Given request: Starting at the line that holds "Tag one point on each instance of the corrugated", copy every line exactly through the end of the data, and no others.

Supplied material:
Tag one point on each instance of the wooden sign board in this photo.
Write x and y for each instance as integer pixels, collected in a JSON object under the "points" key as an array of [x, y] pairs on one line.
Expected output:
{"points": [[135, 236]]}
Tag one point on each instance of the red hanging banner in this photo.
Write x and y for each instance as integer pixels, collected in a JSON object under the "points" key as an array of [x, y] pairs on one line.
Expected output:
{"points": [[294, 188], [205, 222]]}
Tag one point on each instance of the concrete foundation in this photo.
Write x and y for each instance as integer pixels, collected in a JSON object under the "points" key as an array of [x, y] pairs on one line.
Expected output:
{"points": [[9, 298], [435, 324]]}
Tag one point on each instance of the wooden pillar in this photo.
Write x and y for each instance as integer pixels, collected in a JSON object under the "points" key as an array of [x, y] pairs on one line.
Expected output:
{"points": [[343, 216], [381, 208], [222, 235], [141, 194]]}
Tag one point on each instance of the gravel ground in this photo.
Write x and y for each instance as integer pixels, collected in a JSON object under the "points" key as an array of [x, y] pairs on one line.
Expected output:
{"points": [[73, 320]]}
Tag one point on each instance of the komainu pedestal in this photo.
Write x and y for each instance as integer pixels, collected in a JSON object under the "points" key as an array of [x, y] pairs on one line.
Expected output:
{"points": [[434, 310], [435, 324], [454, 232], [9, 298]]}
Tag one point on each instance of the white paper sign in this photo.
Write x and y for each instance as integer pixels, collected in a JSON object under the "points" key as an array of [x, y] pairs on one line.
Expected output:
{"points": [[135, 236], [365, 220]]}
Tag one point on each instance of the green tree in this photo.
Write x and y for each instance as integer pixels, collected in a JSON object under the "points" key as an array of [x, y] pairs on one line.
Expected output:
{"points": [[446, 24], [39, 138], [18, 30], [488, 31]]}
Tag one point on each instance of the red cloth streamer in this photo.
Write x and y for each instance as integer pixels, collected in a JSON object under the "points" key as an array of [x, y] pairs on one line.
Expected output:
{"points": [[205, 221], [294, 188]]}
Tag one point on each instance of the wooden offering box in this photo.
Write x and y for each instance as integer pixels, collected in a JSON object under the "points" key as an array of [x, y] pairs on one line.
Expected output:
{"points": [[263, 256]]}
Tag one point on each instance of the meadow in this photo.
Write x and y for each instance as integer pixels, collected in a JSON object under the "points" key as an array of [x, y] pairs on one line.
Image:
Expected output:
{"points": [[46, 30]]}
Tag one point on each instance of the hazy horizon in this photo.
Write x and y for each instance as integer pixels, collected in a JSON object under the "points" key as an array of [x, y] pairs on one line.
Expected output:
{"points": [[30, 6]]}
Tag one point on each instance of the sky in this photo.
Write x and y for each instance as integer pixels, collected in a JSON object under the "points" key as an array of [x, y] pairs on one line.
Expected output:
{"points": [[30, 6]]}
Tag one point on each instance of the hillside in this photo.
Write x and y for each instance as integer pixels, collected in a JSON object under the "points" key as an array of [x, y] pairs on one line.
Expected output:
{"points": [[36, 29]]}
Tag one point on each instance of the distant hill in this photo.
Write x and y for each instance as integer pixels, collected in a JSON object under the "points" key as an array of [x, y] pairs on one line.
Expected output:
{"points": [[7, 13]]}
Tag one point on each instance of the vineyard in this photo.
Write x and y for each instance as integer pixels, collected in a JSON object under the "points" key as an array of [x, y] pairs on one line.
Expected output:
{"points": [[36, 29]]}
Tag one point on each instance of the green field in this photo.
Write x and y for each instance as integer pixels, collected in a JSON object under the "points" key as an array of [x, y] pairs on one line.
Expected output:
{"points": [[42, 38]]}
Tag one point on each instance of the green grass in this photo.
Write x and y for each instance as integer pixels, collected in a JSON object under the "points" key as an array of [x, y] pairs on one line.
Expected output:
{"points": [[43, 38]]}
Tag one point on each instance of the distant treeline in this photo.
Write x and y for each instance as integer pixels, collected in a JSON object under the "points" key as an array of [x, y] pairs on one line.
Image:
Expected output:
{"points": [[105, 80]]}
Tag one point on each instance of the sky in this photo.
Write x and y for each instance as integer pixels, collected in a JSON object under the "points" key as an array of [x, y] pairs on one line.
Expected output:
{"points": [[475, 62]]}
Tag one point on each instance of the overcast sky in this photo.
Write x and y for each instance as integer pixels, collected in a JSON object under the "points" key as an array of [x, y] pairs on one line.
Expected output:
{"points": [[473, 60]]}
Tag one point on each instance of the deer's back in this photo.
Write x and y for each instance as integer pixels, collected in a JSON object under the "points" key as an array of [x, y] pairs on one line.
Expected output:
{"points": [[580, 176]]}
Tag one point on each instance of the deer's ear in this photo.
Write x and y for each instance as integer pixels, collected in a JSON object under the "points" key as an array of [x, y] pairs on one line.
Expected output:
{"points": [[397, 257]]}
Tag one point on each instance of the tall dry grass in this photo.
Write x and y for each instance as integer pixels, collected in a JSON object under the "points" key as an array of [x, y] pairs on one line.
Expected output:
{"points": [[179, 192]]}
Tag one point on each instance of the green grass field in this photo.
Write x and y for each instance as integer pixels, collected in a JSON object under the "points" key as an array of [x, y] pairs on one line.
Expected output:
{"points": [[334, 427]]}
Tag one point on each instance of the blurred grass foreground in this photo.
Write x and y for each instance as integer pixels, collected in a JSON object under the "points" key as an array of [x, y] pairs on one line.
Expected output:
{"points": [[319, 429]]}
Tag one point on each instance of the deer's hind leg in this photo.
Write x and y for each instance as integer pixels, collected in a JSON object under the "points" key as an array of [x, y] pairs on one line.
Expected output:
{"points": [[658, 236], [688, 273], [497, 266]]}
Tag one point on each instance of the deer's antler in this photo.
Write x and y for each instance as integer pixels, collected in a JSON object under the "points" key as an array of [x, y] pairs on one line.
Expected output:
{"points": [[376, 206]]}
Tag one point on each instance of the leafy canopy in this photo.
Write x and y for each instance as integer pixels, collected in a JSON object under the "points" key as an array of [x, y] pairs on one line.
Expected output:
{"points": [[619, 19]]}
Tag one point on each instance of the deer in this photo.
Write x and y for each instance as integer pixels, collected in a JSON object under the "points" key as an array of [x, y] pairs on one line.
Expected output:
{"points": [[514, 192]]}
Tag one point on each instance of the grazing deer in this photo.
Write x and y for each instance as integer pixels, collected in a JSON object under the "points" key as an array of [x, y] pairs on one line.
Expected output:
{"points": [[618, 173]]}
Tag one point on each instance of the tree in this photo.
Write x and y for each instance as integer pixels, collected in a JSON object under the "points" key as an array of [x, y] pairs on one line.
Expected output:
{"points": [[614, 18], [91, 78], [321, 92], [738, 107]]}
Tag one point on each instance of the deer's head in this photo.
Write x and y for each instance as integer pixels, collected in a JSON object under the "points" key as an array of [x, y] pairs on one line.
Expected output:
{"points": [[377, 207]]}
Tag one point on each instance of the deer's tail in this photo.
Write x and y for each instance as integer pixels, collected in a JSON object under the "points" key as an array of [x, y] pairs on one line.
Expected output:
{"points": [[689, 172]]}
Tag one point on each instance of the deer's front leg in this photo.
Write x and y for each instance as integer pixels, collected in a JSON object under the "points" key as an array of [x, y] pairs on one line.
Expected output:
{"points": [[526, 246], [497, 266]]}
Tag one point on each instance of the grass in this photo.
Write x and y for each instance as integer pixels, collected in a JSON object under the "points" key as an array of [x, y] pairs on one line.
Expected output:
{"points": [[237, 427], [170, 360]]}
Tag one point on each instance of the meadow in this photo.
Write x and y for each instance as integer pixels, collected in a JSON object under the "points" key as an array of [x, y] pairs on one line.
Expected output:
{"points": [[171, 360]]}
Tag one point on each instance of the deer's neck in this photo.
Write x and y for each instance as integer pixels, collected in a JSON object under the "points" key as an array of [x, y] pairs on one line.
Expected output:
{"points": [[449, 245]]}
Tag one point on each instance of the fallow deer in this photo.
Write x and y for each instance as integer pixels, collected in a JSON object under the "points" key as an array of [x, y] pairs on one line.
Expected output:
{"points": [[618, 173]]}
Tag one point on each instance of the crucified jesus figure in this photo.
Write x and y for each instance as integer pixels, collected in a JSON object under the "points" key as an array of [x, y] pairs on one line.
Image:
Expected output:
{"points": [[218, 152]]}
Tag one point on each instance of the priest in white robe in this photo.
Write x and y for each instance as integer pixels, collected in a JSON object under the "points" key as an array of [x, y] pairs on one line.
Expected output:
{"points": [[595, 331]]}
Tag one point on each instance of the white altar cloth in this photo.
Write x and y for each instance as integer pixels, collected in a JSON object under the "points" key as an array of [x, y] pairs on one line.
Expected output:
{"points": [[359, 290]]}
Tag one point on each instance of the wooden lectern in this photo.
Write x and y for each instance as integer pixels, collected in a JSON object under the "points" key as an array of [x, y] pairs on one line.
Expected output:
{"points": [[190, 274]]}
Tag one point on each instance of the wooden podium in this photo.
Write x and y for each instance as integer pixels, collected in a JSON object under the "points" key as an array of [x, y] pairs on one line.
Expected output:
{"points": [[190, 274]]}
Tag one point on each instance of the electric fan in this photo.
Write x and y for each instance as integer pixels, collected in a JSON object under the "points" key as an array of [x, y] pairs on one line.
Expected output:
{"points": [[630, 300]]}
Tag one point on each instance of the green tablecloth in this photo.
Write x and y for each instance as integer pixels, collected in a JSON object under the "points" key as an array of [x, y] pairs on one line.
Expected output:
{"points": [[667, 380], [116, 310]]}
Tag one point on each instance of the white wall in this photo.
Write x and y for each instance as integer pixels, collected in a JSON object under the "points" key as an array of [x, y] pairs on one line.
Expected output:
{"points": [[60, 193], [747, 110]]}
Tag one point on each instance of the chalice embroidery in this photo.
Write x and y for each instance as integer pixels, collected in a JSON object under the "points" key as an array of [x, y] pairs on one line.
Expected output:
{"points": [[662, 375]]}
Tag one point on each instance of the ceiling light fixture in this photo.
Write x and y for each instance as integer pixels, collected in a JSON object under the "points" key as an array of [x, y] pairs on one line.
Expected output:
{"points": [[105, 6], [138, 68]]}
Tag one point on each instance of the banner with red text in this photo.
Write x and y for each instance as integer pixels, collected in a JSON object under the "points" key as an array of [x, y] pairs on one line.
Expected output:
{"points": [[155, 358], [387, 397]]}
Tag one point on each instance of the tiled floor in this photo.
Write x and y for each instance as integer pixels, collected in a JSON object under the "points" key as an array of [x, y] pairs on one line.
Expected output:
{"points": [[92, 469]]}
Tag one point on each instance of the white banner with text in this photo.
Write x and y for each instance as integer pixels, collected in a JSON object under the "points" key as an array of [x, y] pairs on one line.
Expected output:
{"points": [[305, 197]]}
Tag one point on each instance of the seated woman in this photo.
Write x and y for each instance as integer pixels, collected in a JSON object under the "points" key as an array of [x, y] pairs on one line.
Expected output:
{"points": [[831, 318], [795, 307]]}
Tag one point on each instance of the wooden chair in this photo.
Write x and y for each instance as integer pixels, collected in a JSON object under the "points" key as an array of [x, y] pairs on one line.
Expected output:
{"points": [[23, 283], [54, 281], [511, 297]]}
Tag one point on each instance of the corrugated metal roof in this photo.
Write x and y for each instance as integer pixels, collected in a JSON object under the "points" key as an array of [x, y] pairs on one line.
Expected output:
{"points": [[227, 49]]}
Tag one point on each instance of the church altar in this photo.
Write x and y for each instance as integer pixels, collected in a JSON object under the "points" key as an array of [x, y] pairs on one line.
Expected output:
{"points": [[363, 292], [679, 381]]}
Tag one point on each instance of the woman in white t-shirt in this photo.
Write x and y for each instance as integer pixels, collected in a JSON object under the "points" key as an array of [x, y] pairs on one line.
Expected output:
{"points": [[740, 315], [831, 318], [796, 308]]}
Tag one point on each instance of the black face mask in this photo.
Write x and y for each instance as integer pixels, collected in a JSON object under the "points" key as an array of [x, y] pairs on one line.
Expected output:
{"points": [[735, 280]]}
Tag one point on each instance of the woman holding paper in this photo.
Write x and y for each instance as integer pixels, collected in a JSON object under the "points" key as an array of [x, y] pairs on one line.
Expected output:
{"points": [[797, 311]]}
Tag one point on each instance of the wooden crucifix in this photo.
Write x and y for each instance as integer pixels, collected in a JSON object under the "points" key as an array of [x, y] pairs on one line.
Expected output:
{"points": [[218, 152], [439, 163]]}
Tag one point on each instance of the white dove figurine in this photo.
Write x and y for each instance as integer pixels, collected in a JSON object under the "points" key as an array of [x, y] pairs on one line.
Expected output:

Worked answer:
Tag one point on each instance of the corrugated metal roof in this photo.
Write x and y for each instance as integer pixels, collected in a JSON object under the "points" key as an array of [x, y] pairs on one line.
Expected output:
{"points": [[227, 49]]}
Tag one point on each instance of the church altar in this photo.
Write x and y for each instance as integer pixels, collected in a JSON object under the "points" key as an array of [x, y] pairs on one line.
Expected output:
{"points": [[363, 292], [679, 381]]}
Tag one point on each instance of the woman in white t-shirt in this photo.
Write x and y for each instance as integer pixels, collected in a JSON object under the "points" key as an array of [x, y] pairs on one line.
Expected output:
{"points": [[740, 315], [831, 318], [796, 308]]}
Tag one point on each instance of the black face mask in this photo.
Write x and y for each instance as integer pixels, collected in a JSON object under the "points" key as an array of [x, y] pairs on one line.
Expected output:
{"points": [[735, 280]]}
Tag one point on each instance of the woman holding paper in this photo.
Write x and y for each instance as integer pixels, collected in a JSON object under the "points" key as an array of [x, y] pairs on one line.
Expected output:
{"points": [[797, 311]]}
Tag one point on each instance of the wooden crucifix in this photo.
Write x and y for each instance as integer pixels, collected in a JSON object under the "points" key as an array of [x, y] pairs on one line.
Expected output:
{"points": [[218, 152], [439, 163]]}
Tag one point on each instance of the white dove figurine in this photo.
Write x and y for each instance as integer pixels, collected in a JSON object under the "points" key as an array of [x, y] pairs on one line.
Expected output:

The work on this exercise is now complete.